**Set tasks:**
a) Answer these from the mesh summary, one per line:
(i) What ID does the Internal boundary have?
(ii) What type is listed for the DM Object?
(iii) In how many dimensions is the mesh described?
b) Write the next lines of the mesh summary, picking up right after its last line.

**Given text:**
::::::

Mesh # 0: .meshes/uw_annulus_internalBoundary_rO1.0rInt0.825_rI0.55_csize0.1_csizefs0.075.msh

No variables are defined on the mesh

| Boundary Name            | ID    | Min Size | Max Size |
| ------------------------------------------------------ |
| Lower                    | 1     | 94       | 94       |
| Internal                 | 2     | 278      | 278      |
| Upper                    | 3     | 166      | 166      |
| Centre                   | 10    | 0        | 0        |
| All_Edges                | 1000  | 0        | 0        |
| All_Boundaries           | 1001  | 132      | 132      |
| UW_Boundaries            | --    | 538      | 538      |
| ------------------------------------------------------ |


DM Object: uw_.meshes/uw_annulus_internalBoundary_rO1.0rInt0.825_rI0.55_csize0.1_csizefs0.075.msh 1 MPI process
  type: plex
uw_.meshes/uw_annulus_internalBoundary_rO1.0rInt0.825_rI0.55_csize0.1_csizefs0.075.msh in 2 dimensions:
  Number of 0-cells per rank: 1142
  Number of 1-cells per rank: 3294
  Number of 2-cells per rank: 2152
Labels:
  depth: 3 strata with value/size (0 (1142), 1 (3294), 2 (2152))

::::::

**Data:**

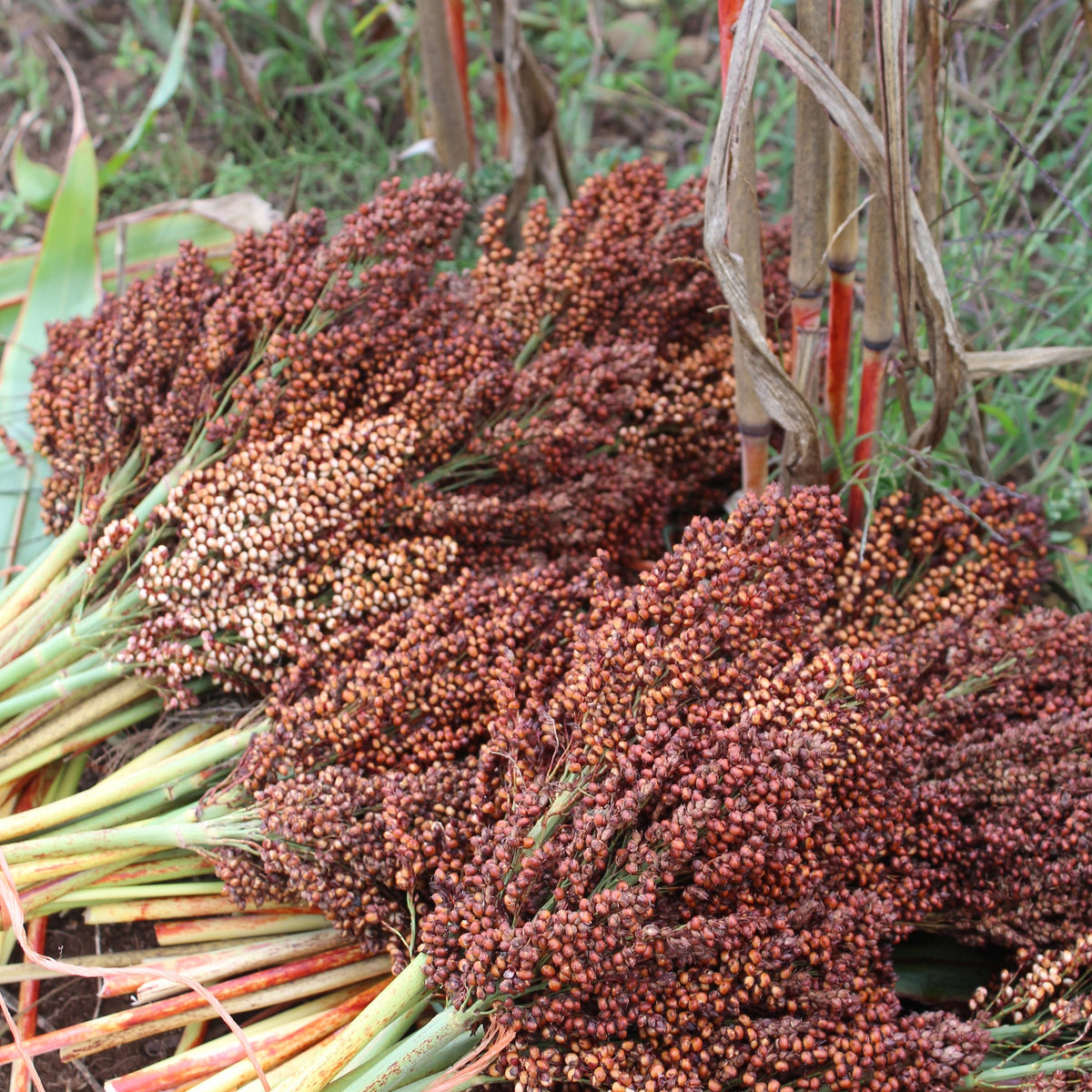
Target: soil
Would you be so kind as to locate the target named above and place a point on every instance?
(68, 1002)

::::::

**Exercise answers:**
a)
(i) 2
(ii) plex
(iii) 2

b)
  All_Boundaries: 1 strata with value/size (1001 (132))
  Elements: 1 strata with value/size (666666 (3022))
  Internal: 1 strata with value/size (2 (278))
  Lower: 1 strata with value/size (1 (94))
  Upper: 1 strata with value/size (3 (166))
  celltype: 3 strata with value/size (0 (1142), 1 (3294), 3 (2152))
  UW_Boundaries: 3 strata with value/size (1 (94), 2 (278), 3 (166))

Solver setup

We can obtain unit vectors in the natural coordinate system (here \(r\), \(\theta\)) as mesh.CoordinateSystem.unit_e_0, mesh.CoordinateSystem.unit_e_1. There is a null space if we apply the boundary conditions exactly, and so we define a function to represent the null space.

We can set solver options via the petsc_options interface on the solver.

# Create a density structure / buoyancy force
# gravity will vary linearly from zero at the centre
# of the sphere to (say) 1 at the surface


# Null space in velocity (constant v_theta) expressed in x,y coordinates
v_theta_fn_xy = r * meshball.CoordinateSystem.rRotN.T * sympy.Matrix((0,1))

# Mesh variables for the unknowns

v_soln = uw.discretisation.MeshVariable("V0", meshball, 2, degree=2, varsymbol=r"{v_0}")
p_soln = uw.discretisation.MeshVariable("p", meshball, 1, degree=1, continuous=True)

stokes = uw.systems.Stokes(
    meshball, 
    velocityField=v_soln, 
    pressureField=p_soln,
)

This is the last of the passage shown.